Given task: Copy the following lines word for word, without changing anything.

Dataset:
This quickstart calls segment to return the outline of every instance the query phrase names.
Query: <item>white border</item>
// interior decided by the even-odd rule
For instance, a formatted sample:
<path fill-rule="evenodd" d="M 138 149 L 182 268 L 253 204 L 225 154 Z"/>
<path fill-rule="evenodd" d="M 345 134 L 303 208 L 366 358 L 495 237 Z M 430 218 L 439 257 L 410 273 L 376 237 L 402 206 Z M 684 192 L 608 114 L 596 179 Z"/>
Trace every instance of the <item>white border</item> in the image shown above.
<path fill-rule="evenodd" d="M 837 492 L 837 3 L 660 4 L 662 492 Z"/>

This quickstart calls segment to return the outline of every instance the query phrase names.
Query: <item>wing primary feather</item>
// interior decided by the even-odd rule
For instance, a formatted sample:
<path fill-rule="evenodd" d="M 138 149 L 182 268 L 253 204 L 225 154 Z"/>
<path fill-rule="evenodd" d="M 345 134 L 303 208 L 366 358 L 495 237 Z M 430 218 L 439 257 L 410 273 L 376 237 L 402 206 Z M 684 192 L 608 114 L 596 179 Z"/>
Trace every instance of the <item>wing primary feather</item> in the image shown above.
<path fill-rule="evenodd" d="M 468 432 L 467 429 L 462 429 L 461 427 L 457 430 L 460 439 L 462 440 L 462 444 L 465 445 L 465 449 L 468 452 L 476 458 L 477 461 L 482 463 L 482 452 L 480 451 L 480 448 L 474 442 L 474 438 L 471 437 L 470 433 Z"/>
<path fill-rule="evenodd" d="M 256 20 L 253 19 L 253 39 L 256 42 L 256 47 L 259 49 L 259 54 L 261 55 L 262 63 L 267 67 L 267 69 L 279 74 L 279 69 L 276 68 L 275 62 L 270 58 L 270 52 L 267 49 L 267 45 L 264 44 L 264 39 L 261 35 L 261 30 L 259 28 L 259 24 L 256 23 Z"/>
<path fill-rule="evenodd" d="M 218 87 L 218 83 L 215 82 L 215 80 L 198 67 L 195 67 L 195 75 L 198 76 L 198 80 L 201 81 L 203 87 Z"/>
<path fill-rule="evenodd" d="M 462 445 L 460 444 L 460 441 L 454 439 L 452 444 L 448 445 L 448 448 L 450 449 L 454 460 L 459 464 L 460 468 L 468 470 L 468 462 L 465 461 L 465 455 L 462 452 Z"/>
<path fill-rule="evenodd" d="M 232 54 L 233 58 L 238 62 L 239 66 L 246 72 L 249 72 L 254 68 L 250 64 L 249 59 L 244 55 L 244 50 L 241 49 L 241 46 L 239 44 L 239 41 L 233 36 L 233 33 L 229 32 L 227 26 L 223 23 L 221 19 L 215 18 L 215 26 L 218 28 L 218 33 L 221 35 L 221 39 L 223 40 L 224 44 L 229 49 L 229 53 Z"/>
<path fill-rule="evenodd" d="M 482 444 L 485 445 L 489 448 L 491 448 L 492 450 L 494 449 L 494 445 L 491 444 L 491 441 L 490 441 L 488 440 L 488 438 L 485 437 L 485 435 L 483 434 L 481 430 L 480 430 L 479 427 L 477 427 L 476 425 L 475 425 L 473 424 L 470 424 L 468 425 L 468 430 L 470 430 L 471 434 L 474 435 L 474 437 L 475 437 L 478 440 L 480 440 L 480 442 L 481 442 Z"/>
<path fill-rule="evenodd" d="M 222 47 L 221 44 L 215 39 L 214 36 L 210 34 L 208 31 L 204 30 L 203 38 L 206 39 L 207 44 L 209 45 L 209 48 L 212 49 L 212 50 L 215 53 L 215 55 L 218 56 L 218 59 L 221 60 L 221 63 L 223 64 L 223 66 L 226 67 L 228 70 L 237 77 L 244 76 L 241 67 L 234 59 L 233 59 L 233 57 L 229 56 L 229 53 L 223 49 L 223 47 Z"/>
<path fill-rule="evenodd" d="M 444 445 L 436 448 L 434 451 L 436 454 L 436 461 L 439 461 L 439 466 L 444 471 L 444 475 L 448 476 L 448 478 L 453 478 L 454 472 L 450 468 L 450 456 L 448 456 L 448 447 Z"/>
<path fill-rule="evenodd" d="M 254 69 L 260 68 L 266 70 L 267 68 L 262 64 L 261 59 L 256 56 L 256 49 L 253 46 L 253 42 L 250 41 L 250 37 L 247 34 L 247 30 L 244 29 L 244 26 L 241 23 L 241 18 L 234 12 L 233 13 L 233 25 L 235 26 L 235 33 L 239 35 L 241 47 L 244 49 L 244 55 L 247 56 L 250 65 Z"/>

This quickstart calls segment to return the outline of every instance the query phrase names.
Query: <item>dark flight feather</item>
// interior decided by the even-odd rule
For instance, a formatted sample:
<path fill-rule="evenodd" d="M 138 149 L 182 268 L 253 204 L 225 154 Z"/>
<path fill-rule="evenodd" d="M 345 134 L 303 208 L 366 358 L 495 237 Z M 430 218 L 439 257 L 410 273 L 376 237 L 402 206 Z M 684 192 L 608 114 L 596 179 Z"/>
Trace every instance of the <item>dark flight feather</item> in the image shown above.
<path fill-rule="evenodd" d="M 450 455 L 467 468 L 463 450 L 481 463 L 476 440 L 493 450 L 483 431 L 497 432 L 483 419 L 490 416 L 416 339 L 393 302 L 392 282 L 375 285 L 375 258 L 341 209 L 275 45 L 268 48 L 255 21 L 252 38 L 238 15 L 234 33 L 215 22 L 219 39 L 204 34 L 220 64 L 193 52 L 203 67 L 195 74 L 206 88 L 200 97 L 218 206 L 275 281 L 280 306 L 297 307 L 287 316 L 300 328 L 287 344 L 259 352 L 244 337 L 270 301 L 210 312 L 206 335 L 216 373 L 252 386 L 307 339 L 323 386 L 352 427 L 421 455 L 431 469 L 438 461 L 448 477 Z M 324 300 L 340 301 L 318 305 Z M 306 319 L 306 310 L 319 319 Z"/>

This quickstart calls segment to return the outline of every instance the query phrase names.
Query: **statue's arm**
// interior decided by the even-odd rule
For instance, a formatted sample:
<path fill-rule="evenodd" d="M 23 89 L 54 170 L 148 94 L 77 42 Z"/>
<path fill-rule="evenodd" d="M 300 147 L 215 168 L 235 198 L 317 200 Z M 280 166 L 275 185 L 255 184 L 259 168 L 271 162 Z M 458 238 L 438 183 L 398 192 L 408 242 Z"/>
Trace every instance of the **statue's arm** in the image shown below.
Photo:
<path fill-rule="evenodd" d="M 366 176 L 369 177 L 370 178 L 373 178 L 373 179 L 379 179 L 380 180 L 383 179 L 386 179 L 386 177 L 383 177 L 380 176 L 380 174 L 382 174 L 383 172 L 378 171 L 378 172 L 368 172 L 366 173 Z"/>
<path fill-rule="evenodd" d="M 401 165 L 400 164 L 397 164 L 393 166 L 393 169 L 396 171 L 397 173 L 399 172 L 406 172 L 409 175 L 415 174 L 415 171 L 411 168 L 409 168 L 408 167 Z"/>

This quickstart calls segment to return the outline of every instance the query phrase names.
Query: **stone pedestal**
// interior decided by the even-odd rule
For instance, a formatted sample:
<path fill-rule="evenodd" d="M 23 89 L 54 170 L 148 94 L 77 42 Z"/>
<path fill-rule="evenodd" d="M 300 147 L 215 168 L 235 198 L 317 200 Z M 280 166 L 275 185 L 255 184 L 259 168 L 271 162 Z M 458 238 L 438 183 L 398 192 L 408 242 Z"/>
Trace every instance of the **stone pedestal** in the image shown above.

Written answer:
This quickstart calls segment to return the outline of every instance the query phrase names.
Query: <item>white border</item>
// interior decided by the even-odd rule
For instance, a formatted sample:
<path fill-rule="evenodd" d="M 138 149 L 182 268 L 253 204 L 225 154 Z"/>
<path fill-rule="evenodd" d="M 345 134 L 303 208 L 366 358 L 495 237 Z M 430 218 L 439 257 L 410 273 L 376 237 L 402 206 Z M 684 192 L 608 114 L 596 179 Z"/>
Trace every instance of the <item>white border</item> in the image shown above.
<path fill-rule="evenodd" d="M 837 492 L 837 3 L 660 4 L 662 492 Z"/>

This quickstart calls segment to return the outline of every instance the query phrase names.
Query: <item>wing primary feather</item>
// interior decided by the even-odd rule
For instance, a formatted sample:
<path fill-rule="evenodd" d="M 138 149 L 182 268 L 253 204 L 225 154 Z"/>
<path fill-rule="evenodd" d="M 345 134 L 303 208 L 366 358 L 495 237 Z M 430 218 L 439 257 L 410 273 L 376 237 L 402 206 Z M 684 192 L 608 114 L 596 179 Z"/>
Trace every instance of the <item>wing primary feather</item> in the image shown above.
<path fill-rule="evenodd" d="M 468 432 L 467 429 L 462 429 L 461 427 L 457 430 L 460 439 L 462 440 L 462 444 L 465 445 L 465 449 L 468 452 L 476 458 L 477 461 L 482 463 L 482 452 L 480 451 L 480 448 L 474 442 L 474 438 L 471 437 L 470 433 Z"/>
<path fill-rule="evenodd" d="M 256 20 L 253 19 L 253 39 L 256 42 L 256 47 L 259 49 L 259 54 L 261 55 L 262 63 L 267 67 L 267 69 L 279 74 L 279 69 L 276 68 L 275 62 L 270 58 L 270 52 L 267 49 L 267 45 L 264 44 L 264 39 L 261 35 L 261 30 L 259 28 L 259 24 L 256 23 Z"/>
<path fill-rule="evenodd" d="M 218 87 L 218 83 L 215 82 L 215 80 L 198 67 L 195 67 L 195 75 L 198 76 L 198 80 L 201 81 L 203 87 Z"/>
<path fill-rule="evenodd" d="M 462 445 L 460 444 L 460 441 L 454 439 L 452 444 L 448 445 L 448 448 L 450 449 L 454 460 L 459 464 L 460 468 L 468 470 L 468 462 L 465 461 L 465 455 L 462 452 Z"/>
<path fill-rule="evenodd" d="M 232 54 L 233 58 L 238 62 L 239 66 L 246 72 L 249 72 L 254 68 L 250 64 L 249 59 L 244 55 L 244 50 L 241 49 L 241 46 L 239 44 L 239 41 L 233 36 L 233 33 L 229 32 L 227 26 L 223 23 L 221 19 L 215 18 L 215 26 L 218 28 L 218 33 L 221 35 L 221 39 L 223 40 L 224 44 L 229 49 L 229 53 Z"/>
<path fill-rule="evenodd" d="M 482 444 L 485 445 L 489 448 L 491 448 L 492 450 L 494 449 L 494 445 L 491 444 L 491 441 L 490 441 L 488 440 L 488 438 L 485 437 L 485 435 L 483 434 L 481 430 L 480 430 L 479 427 L 477 427 L 476 425 L 475 425 L 473 424 L 470 424 L 468 425 L 468 430 L 470 430 L 471 434 L 474 435 L 474 437 L 475 437 L 478 440 L 480 440 L 480 442 L 481 442 Z"/>
<path fill-rule="evenodd" d="M 222 47 L 221 44 L 215 39 L 214 36 L 210 34 L 208 31 L 204 30 L 203 38 L 206 39 L 207 44 L 209 45 L 209 48 L 212 49 L 212 50 L 215 53 L 215 55 L 218 56 L 218 59 L 221 60 L 221 63 L 223 64 L 223 66 L 226 67 L 228 70 L 237 77 L 244 76 L 241 67 L 234 59 L 233 59 L 233 57 L 229 56 L 229 53 L 223 49 L 223 47 Z"/>
<path fill-rule="evenodd" d="M 444 445 L 436 448 L 434 451 L 436 454 L 436 461 L 439 461 L 439 466 L 444 471 L 444 475 L 448 476 L 448 478 L 453 478 L 454 472 L 450 468 L 450 456 L 448 456 L 448 447 Z"/>
<path fill-rule="evenodd" d="M 254 69 L 260 68 L 266 70 L 267 68 L 262 64 L 261 59 L 256 56 L 256 49 L 253 46 L 253 42 L 250 41 L 250 37 L 247 34 L 247 30 L 244 29 L 244 26 L 241 23 L 241 18 L 234 12 L 233 13 L 233 25 L 235 26 L 235 33 L 239 35 L 241 47 L 244 49 L 244 55 L 247 56 L 250 65 Z"/>

This quickstart calls segment to return the outline of every instance the query phrase names.
Query: <item>dark flight feather</item>
// interior decided by the even-odd rule
For instance, a formatted sample:
<path fill-rule="evenodd" d="M 138 149 L 182 268 L 253 204 L 225 154 Z"/>
<path fill-rule="evenodd" d="M 345 134 L 303 208 L 366 358 L 495 237 Z M 430 218 L 439 257 L 410 273 L 376 237 L 402 206 Z M 684 192 L 608 114 L 596 179 Z"/>
Trace every instance of the <item>dark flight feather</item> in the image shown above.
<path fill-rule="evenodd" d="M 450 455 L 467 468 L 463 450 L 481 463 L 476 440 L 493 450 L 483 431 L 497 432 L 483 419 L 490 416 L 416 339 L 393 302 L 392 282 L 375 285 L 375 258 L 341 209 L 275 45 L 268 48 L 255 21 L 252 38 L 238 15 L 234 33 L 215 22 L 219 39 L 204 34 L 220 64 L 193 52 L 203 67 L 195 74 L 206 88 L 200 97 L 218 206 L 275 281 L 280 306 L 297 307 L 287 316 L 300 328 L 287 344 L 259 352 L 244 337 L 270 301 L 210 312 L 206 335 L 216 373 L 252 386 L 307 339 L 323 386 L 352 427 L 421 455 L 431 469 L 438 461 L 448 477 Z M 324 300 L 340 301 L 318 305 Z M 306 319 L 306 310 L 319 319 Z"/>

This quickstart calls segment to return the outline of every instance the query phrase names.
Query: **statue's arm**
// interior decided by the even-odd rule
For instance, a formatted sample:
<path fill-rule="evenodd" d="M 23 89 L 54 170 L 148 94 L 77 42 Z"/>
<path fill-rule="evenodd" d="M 300 147 L 215 168 L 235 198 L 317 200 Z M 280 166 L 275 185 L 255 184 L 259 168 L 271 162 Z M 458 238 L 438 183 L 398 192 L 408 242 Z"/>
Trace every instance of the **statue's arm** in the image shown below.
Photo:
<path fill-rule="evenodd" d="M 366 176 L 369 177 L 370 178 L 373 178 L 373 179 L 379 179 L 380 180 L 383 179 L 386 179 L 386 177 L 383 177 L 380 176 L 380 174 L 382 174 L 383 172 L 378 171 L 378 172 L 368 172 L 366 173 Z"/>
<path fill-rule="evenodd" d="M 401 165 L 400 164 L 397 164 L 393 166 L 393 169 L 396 171 L 397 173 L 399 172 L 406 172 L 409 175 L 415 174 L 415 171 L 411 168 L 409 168 L 408 167 Z"/>

This quickstart calls segment to return the outline of every instance the query phrase names.
Query: **stone pedestal**
// interior decided by the even-odd rule
For instance, a formatted sample:
<path fill-rule="evenodd" d="M 23 89 L 54 170 L 148 94 L 77 42 Z"/>
<path fill-rule="evenodd" d="M 300 147 L 215 168 L 235 198 L 317 200 Z M 280 166 L 275 185 L 255 184 L 259 168 L 271 162 Z M 458 238 L 438 183 L 398 192 L 408 242 Z"/>
Trace every instance of the **stone pedestal** in the image shown above.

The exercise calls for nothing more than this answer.